SOURCE MATERIAL Block Start

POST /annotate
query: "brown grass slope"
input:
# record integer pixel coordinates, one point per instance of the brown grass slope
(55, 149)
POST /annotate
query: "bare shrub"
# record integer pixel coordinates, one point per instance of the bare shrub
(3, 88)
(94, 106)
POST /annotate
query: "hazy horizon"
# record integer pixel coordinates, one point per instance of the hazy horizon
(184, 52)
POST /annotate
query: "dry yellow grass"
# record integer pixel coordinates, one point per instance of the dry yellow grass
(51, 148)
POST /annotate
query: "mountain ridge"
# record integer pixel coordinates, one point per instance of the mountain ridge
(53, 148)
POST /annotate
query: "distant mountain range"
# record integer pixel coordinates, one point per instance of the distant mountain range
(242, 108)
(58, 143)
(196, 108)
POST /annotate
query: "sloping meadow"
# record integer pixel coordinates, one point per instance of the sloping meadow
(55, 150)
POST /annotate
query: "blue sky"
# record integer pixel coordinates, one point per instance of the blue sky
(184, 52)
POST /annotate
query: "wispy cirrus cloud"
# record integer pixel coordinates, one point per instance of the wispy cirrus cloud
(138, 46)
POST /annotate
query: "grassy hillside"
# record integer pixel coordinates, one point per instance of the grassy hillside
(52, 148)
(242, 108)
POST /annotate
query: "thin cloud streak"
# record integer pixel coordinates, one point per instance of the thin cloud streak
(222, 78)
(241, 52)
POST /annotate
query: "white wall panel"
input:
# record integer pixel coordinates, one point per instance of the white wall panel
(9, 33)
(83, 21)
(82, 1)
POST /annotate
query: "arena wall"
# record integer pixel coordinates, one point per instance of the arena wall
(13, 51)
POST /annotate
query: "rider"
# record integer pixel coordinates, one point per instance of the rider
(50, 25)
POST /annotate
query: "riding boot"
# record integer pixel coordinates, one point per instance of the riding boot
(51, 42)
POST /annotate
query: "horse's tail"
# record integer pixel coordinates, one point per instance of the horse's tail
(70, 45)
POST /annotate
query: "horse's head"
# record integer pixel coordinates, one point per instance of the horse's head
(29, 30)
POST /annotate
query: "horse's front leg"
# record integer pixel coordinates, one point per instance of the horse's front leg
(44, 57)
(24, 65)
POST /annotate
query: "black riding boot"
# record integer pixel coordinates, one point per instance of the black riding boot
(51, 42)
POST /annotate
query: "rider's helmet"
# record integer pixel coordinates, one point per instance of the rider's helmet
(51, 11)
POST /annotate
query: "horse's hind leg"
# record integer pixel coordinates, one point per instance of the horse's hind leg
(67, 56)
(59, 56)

SOURCE MATERIAL Block End

— PROBLEM DESCRIPTION —
Write out every entry again so that each line matches the original exactly.

— TASK ANSWER —
POST /annotate
query: "brown grass slope"
input:
# record integer pixel coordinates, one point per instance of the brown grass slope
(55, 149)
POST /annotate
query: "bare shrub"
# record integer pixel coordinates, one point per instance of the bare shrub
(3, 88)
(94, 106)
POST /annotate
query: "hazy horizon"
# record integer pixel coordinates, one point per instance of the hazy horizon
(184, 52)
POST /annotate
query: "dry yellow grass"
# record integer pixel coordinates, one point per instance of the dry yellow grass
(51, 148)
POST /annotate
query: "mountain ridge"
# record integer pixel coordinates, one point per instance of the mountain ridge
(53, 148)
POST /annotate
query: "distant mountain range"
# record integer pixel coordinates, one point per instance of the distant mountain range
(242, 108)
(58, 143)
(196, 108)
POST /annotate
query: "sloping meadow"
# record integer pixel coordinates, one point per instance of the sloping meadow
(55, 150)
POST /annotate
query: "blue sky"
# record integer pixel coordinates, one point per instance of the blue sky
(184, 52)
POST /annotate
query: "wispy cirrus cloud"
# record integer pixel coordinates, one point per instance of the wispy cirrus cloud
(138, 46)
POST /annotate
query: "grassy hillside"
# record integer pixel coordinates, one point per instance of the grassy hillside
(52, 148)
(242, 108)
POST /annotate
query: "thin cloud streak"
# record integer pixel coordinates, one point per instance of the thin cloud streak
(222, 78)
(241, 52)
POST /annotate
query: "white wall panel"
input:
# record integer pixel coordinates, one point per instance of the white wall panel
(9, 33)
(83, 21)
(82, 1)
POST /annotate
query: "arena wall"
# record integer pixel coordinates, one point per instance of the arena wall
(13, 51)
POST /annotate
query: "rider"
# record integer pixel coordinates, one point per instance of the rider
(50, 25)
POST /annotate
query: "riding boot"
# record integer pixel coordinates, one point per instance of the riding boot
(51, 42)
POST /annotate
query: "horse's tail"
# record integer pixel coordinates, one point per instance of the horse's tail
(70, 45)
POST /annotate
query: "horse's head"
# record integer pixel coordinates, one point per instance of the horse's head
(29, 30)
POST /annotate
query: "horse's front leg"
# record integer pixel coordinates, one point per instance of the horse's front leg
(44, 57)
(24, 65)
POST /annotate
query: "black riding boot"
# record integer pixel coordinates, one point per instance of the black riding boot
(51, 42)
POST /annotate
query: "rider's helmet"
# record integer pixel coordinates, one point per instance of the rider's helmet
(51, 11)
POST /annotate
query: "horse's hind leg"
# record integer pixel coordinates, one point per instance of the horse's hind leg
(67, 56)
(59, 56)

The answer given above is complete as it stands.